(Listing of photo object pointing records)
..............................

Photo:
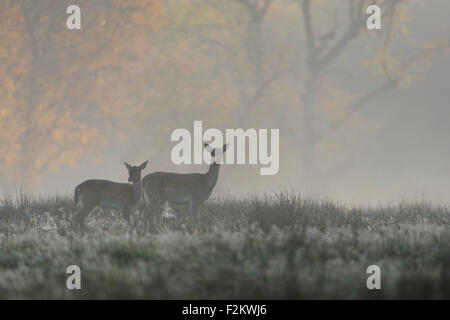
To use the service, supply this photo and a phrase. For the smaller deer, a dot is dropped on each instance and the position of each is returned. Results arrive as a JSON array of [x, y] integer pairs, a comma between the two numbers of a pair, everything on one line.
[[111, 195], [191, 189]]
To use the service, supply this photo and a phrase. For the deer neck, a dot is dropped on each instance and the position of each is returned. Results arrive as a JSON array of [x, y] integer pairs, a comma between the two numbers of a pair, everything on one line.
[[211, 176]]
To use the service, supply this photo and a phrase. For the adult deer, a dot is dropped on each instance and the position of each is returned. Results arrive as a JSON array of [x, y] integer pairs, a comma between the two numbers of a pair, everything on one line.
[[111, 195], [191, 189]]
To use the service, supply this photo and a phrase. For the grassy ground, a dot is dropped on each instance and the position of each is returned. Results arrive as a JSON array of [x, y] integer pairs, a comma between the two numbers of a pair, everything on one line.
[[280, 246]]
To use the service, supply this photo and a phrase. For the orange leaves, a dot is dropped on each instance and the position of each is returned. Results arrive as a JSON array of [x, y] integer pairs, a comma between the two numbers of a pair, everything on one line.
[[59, 87]]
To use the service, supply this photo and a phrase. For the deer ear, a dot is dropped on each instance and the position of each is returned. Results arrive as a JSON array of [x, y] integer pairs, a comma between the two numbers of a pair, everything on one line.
[[208, 147], [142, 166]]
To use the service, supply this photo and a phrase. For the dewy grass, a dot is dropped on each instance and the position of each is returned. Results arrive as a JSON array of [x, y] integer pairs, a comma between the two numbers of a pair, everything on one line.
[[277, 246]]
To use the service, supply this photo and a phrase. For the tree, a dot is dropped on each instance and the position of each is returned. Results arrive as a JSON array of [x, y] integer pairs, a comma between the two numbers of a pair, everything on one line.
[[60, 86]]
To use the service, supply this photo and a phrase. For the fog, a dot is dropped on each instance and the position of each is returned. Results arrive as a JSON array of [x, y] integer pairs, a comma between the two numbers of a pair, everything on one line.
[[232, 64]]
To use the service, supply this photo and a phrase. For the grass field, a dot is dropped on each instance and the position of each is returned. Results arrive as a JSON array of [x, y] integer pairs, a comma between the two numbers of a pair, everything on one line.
[[278, 246]]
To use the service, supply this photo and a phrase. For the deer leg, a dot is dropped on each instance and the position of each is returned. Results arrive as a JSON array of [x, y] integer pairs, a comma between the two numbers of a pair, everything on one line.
[[193, 210], [126, 215]]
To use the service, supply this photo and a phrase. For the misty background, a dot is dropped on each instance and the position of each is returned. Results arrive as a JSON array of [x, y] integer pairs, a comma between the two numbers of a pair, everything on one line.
[[363, 115]]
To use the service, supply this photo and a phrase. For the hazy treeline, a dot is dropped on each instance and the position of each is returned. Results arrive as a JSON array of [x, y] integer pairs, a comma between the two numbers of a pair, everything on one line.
[[76, 103]]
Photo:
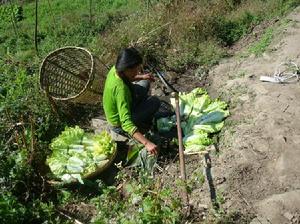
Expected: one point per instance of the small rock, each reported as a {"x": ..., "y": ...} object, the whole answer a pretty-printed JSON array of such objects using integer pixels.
[
  {"x": 203, "y": 206},
  {"x": 288, "y": 215}
]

..............................

Swap "grassy ground" for "open meadow" in the part of the listing that opens with the line containing "For the adult" and closes with the line containing "[[280, 246]]". Return only those lines, with nothing else altered.

To use the service, supply this photo and a phrase. For the adult deer, a dot is dropped on each instance and the position of each is returned. Results arrive as a JSON array of [x, y] integer pairs, a comma between the two numbers of a pair, everything on one line.
[[111, 195], [191, 189]]
To use the service, supply this photo and a phrase. For the open meadow, a dot is dropped on each instance and the position of each is returned. Results arrive as a JSON array of [x, y] integer pairs, a comma between the two numbers of a pair, everything on one line.
[[280, 246]]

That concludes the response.